Reproduce exactly the lines that run from the start of the records below to the line with "positive clicks: (33, 890)", inclusive.

Supplied material

########################################

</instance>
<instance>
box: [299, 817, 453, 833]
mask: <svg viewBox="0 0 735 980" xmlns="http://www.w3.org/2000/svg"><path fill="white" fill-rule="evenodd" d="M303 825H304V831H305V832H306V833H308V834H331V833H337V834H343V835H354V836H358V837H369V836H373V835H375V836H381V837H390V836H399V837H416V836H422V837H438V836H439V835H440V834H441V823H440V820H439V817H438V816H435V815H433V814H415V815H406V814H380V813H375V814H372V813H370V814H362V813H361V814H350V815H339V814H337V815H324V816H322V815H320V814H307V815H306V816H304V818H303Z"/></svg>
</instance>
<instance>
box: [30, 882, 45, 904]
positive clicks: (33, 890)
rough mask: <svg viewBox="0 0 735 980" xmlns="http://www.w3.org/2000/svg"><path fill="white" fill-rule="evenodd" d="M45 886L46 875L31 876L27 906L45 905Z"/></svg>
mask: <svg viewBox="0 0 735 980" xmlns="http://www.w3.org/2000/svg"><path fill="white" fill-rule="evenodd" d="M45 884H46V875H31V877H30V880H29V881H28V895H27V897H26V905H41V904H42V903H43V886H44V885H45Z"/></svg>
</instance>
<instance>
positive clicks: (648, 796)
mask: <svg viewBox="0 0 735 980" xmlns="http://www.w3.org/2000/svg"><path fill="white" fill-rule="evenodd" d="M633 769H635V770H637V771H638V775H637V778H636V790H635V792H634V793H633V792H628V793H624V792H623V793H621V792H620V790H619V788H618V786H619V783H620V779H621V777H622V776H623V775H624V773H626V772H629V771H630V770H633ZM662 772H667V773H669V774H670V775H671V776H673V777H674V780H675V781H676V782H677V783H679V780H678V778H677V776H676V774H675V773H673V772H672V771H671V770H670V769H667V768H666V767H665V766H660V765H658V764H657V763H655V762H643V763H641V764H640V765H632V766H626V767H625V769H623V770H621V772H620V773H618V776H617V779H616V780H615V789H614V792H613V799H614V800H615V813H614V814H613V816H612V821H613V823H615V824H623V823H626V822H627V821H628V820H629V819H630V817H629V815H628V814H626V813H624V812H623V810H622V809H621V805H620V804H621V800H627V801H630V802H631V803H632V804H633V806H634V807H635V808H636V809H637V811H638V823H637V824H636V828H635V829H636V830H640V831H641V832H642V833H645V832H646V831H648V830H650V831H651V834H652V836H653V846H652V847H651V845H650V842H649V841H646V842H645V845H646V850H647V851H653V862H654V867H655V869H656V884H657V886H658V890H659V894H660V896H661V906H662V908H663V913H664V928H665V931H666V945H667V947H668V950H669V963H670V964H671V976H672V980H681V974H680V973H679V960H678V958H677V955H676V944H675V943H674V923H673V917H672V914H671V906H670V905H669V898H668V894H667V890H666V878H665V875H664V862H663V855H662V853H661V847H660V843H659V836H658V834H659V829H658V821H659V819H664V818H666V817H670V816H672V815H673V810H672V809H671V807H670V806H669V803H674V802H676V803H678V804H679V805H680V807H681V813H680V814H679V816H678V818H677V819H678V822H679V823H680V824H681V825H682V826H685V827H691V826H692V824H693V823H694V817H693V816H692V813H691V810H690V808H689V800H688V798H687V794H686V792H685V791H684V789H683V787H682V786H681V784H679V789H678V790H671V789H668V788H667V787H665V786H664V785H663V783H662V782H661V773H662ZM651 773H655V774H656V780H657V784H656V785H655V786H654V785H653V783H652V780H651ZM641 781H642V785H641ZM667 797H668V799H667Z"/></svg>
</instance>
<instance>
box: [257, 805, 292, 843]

########################################

Response box
</instance>
<instance>
box: [299, 817, 453, 833]
mask: <svg viewBox="0 0 735 980" xmlns="http://www.w3.org/2000/svg"><path fill="white" fill-rule="evenodd" d="M303 825H304V831H305V832H306V833H308V834H331V833H337V834H343V835H354V836H358V837H369V836H373V835H375V836H381V837H390V836H399V837H416V836H422V837H438V836H439V835H440V834H441V823H440V820H439V817H438V816H435V815H433V814H415V815H406V814H380V813H375V814H372V813H370V814H362V813H361V814H350V815H339V814H337V815H324V816H322V815H320V814H307V815H306V816H304V818H303Z"/></svg>
</instance>
<instance>
box: [30, 882, 45, 904]
positive clicks: (33, 890)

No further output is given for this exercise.